Task
Please return each entry that follows exactly as given, but without pictures.

=== Section Start ===

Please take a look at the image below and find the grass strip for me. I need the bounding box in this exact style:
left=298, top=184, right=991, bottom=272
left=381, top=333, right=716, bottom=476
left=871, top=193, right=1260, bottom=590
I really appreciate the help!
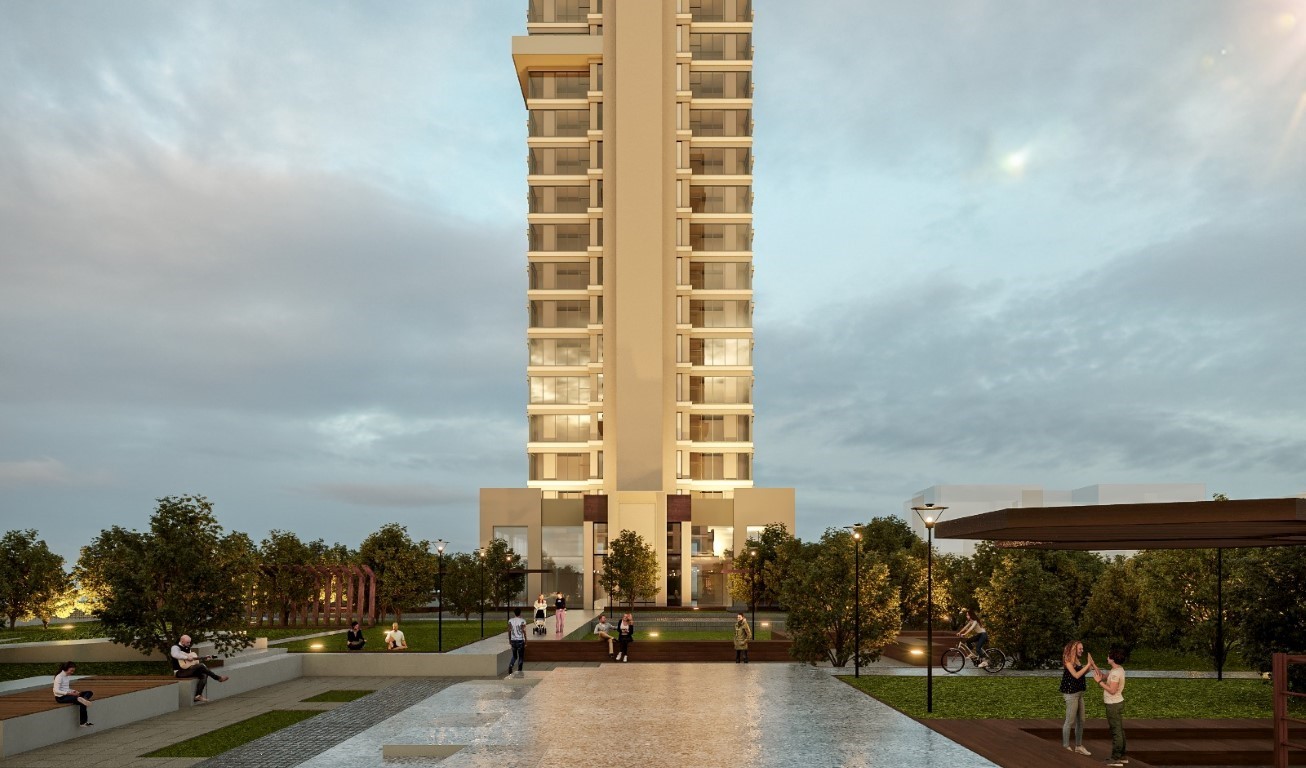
left=280, top=621, right=485, bottom=653
left=301, top=689, right=373, bottom=702
left=580, top=629, right=772, bottom=642
left=0, top=661, right=172, bottom=682
left=143, top=710, right=321, bottom=758
left=840, top=675, right=1291, bottom=720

=== Section End ===

Result of the exercise
Please take a look at the image below and find the grass strip for me. I need the bounding box in this exact style:
left=298, top=184, right=991, bottom=272
left=381, top=333, right=716, bottom=476
left=871, top=193, right=1260, bottom=590
I really appreciate the help!
left=280, top=621, right=485, bottom=653
left=301, top=689, right=373, bottom=702
left=580, top=629, right=772, bottom=642
left=0, top=661, right=172, bottom=682
left=143, top=710, right=321, bottom=758
left=840, top=675, right=1291, bottom=720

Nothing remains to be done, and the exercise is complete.